(Goal of the exercise): The answer must be an exact copy of every record.

(Supplied material):
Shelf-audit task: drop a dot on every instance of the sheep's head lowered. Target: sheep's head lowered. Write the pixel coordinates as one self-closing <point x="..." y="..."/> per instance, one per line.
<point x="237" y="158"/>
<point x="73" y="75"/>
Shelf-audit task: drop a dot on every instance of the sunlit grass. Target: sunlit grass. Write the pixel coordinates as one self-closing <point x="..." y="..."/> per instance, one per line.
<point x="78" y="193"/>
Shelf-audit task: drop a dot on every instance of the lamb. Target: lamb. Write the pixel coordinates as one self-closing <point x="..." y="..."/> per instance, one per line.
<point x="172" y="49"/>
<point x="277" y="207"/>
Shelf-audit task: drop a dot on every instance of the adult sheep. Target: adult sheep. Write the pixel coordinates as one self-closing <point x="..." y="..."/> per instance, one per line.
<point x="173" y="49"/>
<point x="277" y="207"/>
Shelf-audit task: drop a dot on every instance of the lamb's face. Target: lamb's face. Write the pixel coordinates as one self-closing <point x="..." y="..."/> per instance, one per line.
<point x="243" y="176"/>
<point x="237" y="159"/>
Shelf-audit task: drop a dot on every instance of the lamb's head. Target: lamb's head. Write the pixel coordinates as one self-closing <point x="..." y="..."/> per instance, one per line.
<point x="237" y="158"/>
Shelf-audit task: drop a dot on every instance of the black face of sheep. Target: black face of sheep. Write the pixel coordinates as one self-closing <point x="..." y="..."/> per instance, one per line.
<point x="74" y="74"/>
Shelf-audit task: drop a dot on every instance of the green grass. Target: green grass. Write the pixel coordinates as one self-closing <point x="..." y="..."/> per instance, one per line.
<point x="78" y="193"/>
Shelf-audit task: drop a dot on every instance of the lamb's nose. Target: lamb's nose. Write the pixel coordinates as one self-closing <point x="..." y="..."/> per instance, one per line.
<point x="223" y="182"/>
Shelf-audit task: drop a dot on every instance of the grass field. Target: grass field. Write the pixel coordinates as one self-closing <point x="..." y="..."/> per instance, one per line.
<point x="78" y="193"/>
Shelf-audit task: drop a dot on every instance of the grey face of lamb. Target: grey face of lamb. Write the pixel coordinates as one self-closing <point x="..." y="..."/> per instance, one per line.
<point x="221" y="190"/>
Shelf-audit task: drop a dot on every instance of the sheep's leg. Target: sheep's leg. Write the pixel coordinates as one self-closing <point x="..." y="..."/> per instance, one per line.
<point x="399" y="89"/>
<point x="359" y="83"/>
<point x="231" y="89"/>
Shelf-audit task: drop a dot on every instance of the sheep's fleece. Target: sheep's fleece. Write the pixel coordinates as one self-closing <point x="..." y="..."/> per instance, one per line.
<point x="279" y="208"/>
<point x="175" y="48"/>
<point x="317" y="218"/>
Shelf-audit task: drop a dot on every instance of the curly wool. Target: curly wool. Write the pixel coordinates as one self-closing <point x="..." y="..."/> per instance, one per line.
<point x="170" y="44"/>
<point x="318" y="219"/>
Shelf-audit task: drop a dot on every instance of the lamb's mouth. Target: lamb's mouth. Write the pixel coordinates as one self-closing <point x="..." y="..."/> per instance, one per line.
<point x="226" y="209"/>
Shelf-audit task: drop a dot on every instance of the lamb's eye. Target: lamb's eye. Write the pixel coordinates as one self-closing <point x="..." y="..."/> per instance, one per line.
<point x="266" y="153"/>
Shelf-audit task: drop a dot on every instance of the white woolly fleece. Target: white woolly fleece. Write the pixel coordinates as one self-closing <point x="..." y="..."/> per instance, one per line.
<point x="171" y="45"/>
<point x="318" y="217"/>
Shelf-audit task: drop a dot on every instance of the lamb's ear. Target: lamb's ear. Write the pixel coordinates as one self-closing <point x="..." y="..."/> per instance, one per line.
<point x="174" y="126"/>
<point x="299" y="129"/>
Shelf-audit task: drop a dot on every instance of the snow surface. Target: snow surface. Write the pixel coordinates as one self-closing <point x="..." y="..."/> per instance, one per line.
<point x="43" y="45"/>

(Solved problem):
Shelf-audit task: drop a dot on every instance of the sheep's head lowered. Target: sheep's head lowered. Write the pixel coordinates as one self-closing <point x="..." y="..."/> per instance, one per line.
<point x="237" y="158"/>
<point x="73" y="75"/>
Shelf-audit task: drop a dot on every instance of the sunlit grass. Target: sunlit grass. Write the pixel coordinates as one self-closing <point x="..." y="..."/> per instance, one per line.
<point x="78" y="193"/>
Shelf-audit task: drop a dot on every instance of the lamb. Target: lamb. Write the pixel coordinates as one self-closing <point x="..." y="..."/> per instance, one per line.
<point x="172" y="49"/>
<point x="277" y="207"/>
Shelf-audit task: drop a dot on every instance of the adult sheep. Target: adult sheep. Write the pixel coordinates as one self-closing <point x="..." y="..."/> per instance, one per line.
<point x="173" y="49"/>
<point x="277" y="207"/>
Shelf-audit task: drop a dot on every instance of the lamb's face. Target: lamb's face. Write the pixel coordinates as one self-closing <point x="..." y="..."/> per instance, one per line.
<point x="243" y="176"/>
<point x="237" y="159"/>
Shelf-audit task: drop a dot on every instance of the lamb's head. Target: lamb's head. Write the pixel coordinates as one self-closing <point x="..." y="..."/> per instance, one per line.
<point x="237" y="158"/>
Shelf-audit task: drop a dot on every instance of the black face of sheep. Target: black face of sheep. Write the pixel coordinates as one self-closing <point x="..." y="..."/> per instance, one per line.
<point x="74" y="74"/>
Shelf-audit task: drop a dot on every instance of the green grass. Target: green grass. Write the pixel coordinates as one self-closing <point x="..." y="..."/> per instance, one per line.
<point x="78" y="193"/>
Shelf-audit task: drop a dot on every instance of the lamb's nose. Target: lamb's nose. Write the pixel coordinates as one self-closing <point x="..." y="..."/> per instance, one per line.
<point x="223" y="182"/>
Shelf-audit task: drop a dot on every instance of the grass field. Target: grass field. Write the pixel coordinates as one self-closing <point x="..." y="..."/> per instance, one per line.
<point x="78" y="193"/>
Shelf-audit task: drop a dot on every instance of the grey face of lamb. Target: grey face of lamb. Write the pixel coordinates as one self-closing <point x="..." y="..."/> per instance, one per line.
<point x="221" y="190"/>
Shelf-audit task: drop a dot on every instance of the sheep's leg. Target: sheep's leg. Write the pixel coordinates as one self-closing <point x="..." y="..."/> per instance, one per line.
<point x="399" y="89"/>
<point x="359" y="83"/>
<point x="231" y="89"/>
Shelf-audit task: drop a dot on every instance of the sheep's fleece. Target: sheep's fleece. Write the pixel coordinates as one self-closing <point x="..." y="..."/> per instance, one per line.
<point x="279" y="208"/>
<point x="175" y="48"/>
<point x="317" y="218"/>
Shelf-audit task: drop a dot on every instance of the curly wool. Target: curly wool. Write the pixel coordinates as one self-closing <point x="..." y="..."/> per instance, one per line.
<point x="170" y="44"/>
<point x="318" y="219"/>
Shelf-audit task: drop a dot on every instance of the lamb's mouth. Target: lamb's mouth. Write the pixel coordinates as one self-closing <point x="..." y="..."/> per instance, one per line.
<point x="226" y="209"/>
Shelf-audit task: drop a dot on every instance of the lamb's eye. Target: lamb's eye. Write the pixel coordinates as one self-closing <point x="..." y="..."/> per instance, one per line.
<point x="266" y="153"/>
Shelf-audit task: drop a dot on every instance of the white woolly fleece. Target: white woolly fleece. Write the pixel coordinates as one self-closing <point x="..." y="..."/> per instance, one per line.
<point x="171" y="45"/>
<point x="318" y="217"/>
Shelf-audit task: drop a dot on every instance of the lamb's ear. Target: lamb's ear. Write the pixel coordinates as one self-closing <point x="..." y="..."/> per instance, one per line.
<point x="174" y="126"/>
<point x="299" y="129"/>
Shelf-audit task: drop a dot on every instance of the snow surface. Target: snow surface. Write the pixel coordinates as one self-closing <point x="..." y="..."/> per instance, one per line.
<point x="43" y="45"/>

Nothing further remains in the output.